§ **Extrait proposé**

Christine Agathon-Burton : Je suis née à Clichy en banlieue parisienne, je suis donc française d’origine mais je suis aussi américaine depuis 2003. Aujourd’hui j’habite à Washington, D.C. où je suis ingénieur dans le domaine aérospatiale. Cela fait plus de vingt ans que je suis en Amérique du nord. J’ai débuté en Californie chez un constructeur aéronautique et j’ai depuis déménagé sur la côte Est où j’ai rejoins une société aérospatiale.

J’ai fondé l’association de parents d’élèves du Lycée Rochambeau à Washington en 2009 lorsque l’école a imposé aux parents d’élèves une augmentation à deux chiffres des frais de scolarité. C’est à ce moment là que j’ai senti mon devoir de citoyenne m’appeler. À cette occasion, j’ai eu la possibilité d’être élue à la Fondation du Lycée Rochambeau qui est un organisme gestionnaire de droit privé américain. Par la même occasion, j’ai été administratrice de la FAPÉE (Fédération des associations de parents d’élèves des établissements d’enseignement français à l’étranger) qui regroupe toutes les associations de parents d’élèves des lycées français dans le monde.

§ **Objectif de l'exercice**
Recopiez à l'identique l'extrait ci-dessus, depuis « Christine Agathon-Burton : Je » jusqu'à « une société aérospatiale. » inclus.

§ **Données fournies**
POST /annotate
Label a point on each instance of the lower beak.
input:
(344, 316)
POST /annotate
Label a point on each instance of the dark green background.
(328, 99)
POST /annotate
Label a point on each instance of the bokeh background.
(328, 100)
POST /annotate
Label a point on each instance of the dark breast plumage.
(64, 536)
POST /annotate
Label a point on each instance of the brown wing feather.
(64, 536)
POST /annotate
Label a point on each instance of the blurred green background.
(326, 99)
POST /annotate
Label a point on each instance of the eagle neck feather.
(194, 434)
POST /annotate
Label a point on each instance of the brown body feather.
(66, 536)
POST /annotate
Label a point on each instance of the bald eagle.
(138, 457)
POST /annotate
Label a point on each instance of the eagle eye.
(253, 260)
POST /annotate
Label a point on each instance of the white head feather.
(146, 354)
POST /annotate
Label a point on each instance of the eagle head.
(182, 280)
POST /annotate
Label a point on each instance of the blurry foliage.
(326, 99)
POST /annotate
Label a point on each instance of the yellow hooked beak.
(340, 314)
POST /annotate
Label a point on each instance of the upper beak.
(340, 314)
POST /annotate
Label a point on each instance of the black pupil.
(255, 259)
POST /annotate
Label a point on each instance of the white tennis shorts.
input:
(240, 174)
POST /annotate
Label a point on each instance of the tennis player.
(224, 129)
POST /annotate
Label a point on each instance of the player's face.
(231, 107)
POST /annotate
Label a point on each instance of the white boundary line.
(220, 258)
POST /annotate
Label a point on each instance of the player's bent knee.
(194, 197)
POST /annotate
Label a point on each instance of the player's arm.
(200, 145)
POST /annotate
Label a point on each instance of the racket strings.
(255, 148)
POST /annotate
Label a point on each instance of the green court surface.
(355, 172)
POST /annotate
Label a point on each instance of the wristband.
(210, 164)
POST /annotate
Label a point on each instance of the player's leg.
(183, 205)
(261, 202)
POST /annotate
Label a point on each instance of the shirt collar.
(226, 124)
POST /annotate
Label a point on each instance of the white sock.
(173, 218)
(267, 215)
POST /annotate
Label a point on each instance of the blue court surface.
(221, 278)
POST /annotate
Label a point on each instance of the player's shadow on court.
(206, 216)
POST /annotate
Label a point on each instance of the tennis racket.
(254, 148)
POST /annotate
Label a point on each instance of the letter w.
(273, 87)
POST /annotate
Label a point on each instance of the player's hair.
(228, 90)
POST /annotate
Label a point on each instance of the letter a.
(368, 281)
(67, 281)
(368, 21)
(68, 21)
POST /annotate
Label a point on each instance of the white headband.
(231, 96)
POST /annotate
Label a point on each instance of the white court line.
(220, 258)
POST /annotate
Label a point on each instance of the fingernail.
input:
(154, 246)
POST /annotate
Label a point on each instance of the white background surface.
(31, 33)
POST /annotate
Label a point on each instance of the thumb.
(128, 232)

§ **Réponse complète**
Christine Agathon-Burton : Je suis née à Clichy en banlieue parisienne, je suis donc française d’origine mais je suis aussi américaine depuis 2003. Aujourd’hui j’habite à Washington, D.C. où je suis ingénieur dans le domaine aérospatiale. Cela fait plus de vingt ans que je suis en Amérique du nord. J’ai débuté en Californie chez un constructeur aéronautique et j’ai depuis déménagé sur la côte Est où j’ai rejoins une société aérospatiale.